- [WORK TO DO]
A - Reproduce the entire email about the paper's new wording, character for character.
B - Pick out every line of the records that contains the string "outline" and copy each of those lines in full. Case counts when matching.

** START OF PAGE **

From: William M. (Mike) Miller <"William>
Date: Wed, 22 Jun 2022 21:36:19 -0400
On Wed, Jun 22, 2022 at 9:22 PM Hubert Tong <
hubert.reinterpretcast_at_[hidden]> wrote:

> On Wed, Jun 22, 2022 at 8:12 AM William M. (Mike) Miller via Core <
> core_at_[hidden]> wrote:
>
>> On Wed, Jun 22, 2022 at 4:12 AM Corentin <corentin.jabot_at_[hidden]>
>> wrote:
>>
>>> Hey folks.
>>>
>>> Updated paper here: https://isocpp.org/files/papers/D2295R6.pdf
>>> I applied the changes requested and would like to take a vote at the
>>> next meeting on this wording.
>>>
>>> I will be honest, I hesitated dropping the paper, as I find it
>>> unfortunate to conflate the encoding of text with the way the bytes are
>>> stored physically, and I really do not think the standard
>>> should be explicit about any one storage method specificity.
>>>
>>> That being said /physical source/input/ is a nice improvement. win some,
>>> lose some.
>>> And ultimately, the important thing is that the intent of the paper be
>>> standardized even if we can't completely agree on wording.
>>>
>>
>> I'm reasonably happy with the new wording. I'd still prefer changing
>> "introducing" to "representing", or adding "if necessary" in the sentence
>> about new-lines; if the input file already delimits lines with a new-line
>> character, there's no "introducing" taking place. The existing wording
>> appears to require that the "implementation-defined manner" must include
>> deleting new-lines that appear in the input and "introducing" new-lines to
>> replace them in the resulting logical source.

** END OF PAGE **
** START OF ENTRIES **

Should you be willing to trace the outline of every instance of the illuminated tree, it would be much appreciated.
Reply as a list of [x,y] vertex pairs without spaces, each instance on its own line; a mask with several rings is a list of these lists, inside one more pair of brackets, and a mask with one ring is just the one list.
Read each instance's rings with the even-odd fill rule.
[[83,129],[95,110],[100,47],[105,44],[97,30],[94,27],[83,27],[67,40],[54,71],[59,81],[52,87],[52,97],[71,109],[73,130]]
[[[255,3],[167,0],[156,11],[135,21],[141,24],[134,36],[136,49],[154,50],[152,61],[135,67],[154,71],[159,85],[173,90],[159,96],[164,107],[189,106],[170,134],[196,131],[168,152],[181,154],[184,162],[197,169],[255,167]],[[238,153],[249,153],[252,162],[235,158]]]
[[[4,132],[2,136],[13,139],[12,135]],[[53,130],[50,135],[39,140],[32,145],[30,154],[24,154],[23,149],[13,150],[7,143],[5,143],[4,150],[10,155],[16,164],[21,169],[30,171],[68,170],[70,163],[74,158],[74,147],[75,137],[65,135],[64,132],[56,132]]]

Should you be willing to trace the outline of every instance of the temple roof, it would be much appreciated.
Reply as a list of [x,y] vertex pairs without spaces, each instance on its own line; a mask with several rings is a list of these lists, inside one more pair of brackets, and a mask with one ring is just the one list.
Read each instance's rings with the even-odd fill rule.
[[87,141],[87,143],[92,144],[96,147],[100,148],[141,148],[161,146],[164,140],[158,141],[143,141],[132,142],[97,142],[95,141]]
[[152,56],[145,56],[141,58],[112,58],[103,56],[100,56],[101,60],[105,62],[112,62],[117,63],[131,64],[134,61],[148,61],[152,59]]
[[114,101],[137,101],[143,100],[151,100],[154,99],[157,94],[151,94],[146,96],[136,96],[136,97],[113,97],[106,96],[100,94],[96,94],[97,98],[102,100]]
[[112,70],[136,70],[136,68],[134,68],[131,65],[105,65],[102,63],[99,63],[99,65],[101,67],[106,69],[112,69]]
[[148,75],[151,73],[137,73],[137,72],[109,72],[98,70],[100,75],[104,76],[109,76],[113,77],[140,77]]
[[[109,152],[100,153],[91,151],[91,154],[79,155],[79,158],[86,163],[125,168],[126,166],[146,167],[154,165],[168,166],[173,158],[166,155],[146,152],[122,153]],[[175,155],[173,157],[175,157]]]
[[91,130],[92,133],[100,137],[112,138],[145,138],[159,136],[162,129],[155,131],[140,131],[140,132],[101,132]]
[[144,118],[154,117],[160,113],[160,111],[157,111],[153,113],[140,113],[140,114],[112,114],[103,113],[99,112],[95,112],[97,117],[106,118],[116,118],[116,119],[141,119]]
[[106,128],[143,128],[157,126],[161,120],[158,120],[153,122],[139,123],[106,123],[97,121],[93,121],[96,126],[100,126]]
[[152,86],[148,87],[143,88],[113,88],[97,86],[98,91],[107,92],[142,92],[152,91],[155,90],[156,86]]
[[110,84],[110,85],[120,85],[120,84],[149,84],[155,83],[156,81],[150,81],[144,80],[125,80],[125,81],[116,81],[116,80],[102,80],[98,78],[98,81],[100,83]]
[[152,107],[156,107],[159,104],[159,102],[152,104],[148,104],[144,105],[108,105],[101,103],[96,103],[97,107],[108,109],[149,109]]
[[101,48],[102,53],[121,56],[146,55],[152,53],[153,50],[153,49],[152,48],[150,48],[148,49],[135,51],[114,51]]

** END OF ENTRIES **

- [SOLUTIONS IN ORDER]
A -
From: William M. (Mike) Miller <"William>
Date: Wed, 22 Jun 2022 21:36:19 -0400
On Wed, Jun 22, 2022 at 9:22 PM Hubert Tong <
hubert.reinterpretcast_at_[hidden]> wrote:

> On Wed, Jun 22, 2022 at 8:12 AM William M. (Mike) Miller via Core <
> core_at_[hidden]> wrote:
>
>> On Wed, Jun 22, 2022 at 4:12 AM Corentin <corentin.jabot_at_[hidden]>
>> wrote:
>>
>>> Hey folks.
>>>
>>> Updated paper here: https://isocpp.org/files/papers/D2295R6.pdf
>>> I applied the changes requested and would like to take a vote at the
>>> next meeting on this wording.
>>>
>>> I will be honest, I hesitated dropping the paper, as I find it
>>> unfortunate to conflate the encoding of text with the way the bytes are
>>> stored physically, and I really do not think the standard
>>> should be explicit about any one storage method specificity.
>>>
>>> That being said /physical source/input/ is a nice improvement. win some,
>>> lose some.
>>> And ultimately, the important thing is that the intent of the paper be
>>> standardized even if we can't completely agree on wording.
>>>
>>
>> I'm reasonably happy with the new wording. I'd still prefer changing
>> "introducing" to "representing", or adding "if necessary" in the sentence
>> about new-lines; if the input file already delimits lines with a new-line
>> character, there's no "introducing" taking place. The existing wording
>> appears to require that the "implementation-defined manner" must include
>> deleting new-lines that appear in the input and "introducing" new-lines to
>> replace them in the resulting logical source.

B -
Should you be willing to trace the outline of every instance of the illuminated tree, it would be much appreciated.
Should you be willing to trace the outline of every instance of the temple roof, it would be much appreciated.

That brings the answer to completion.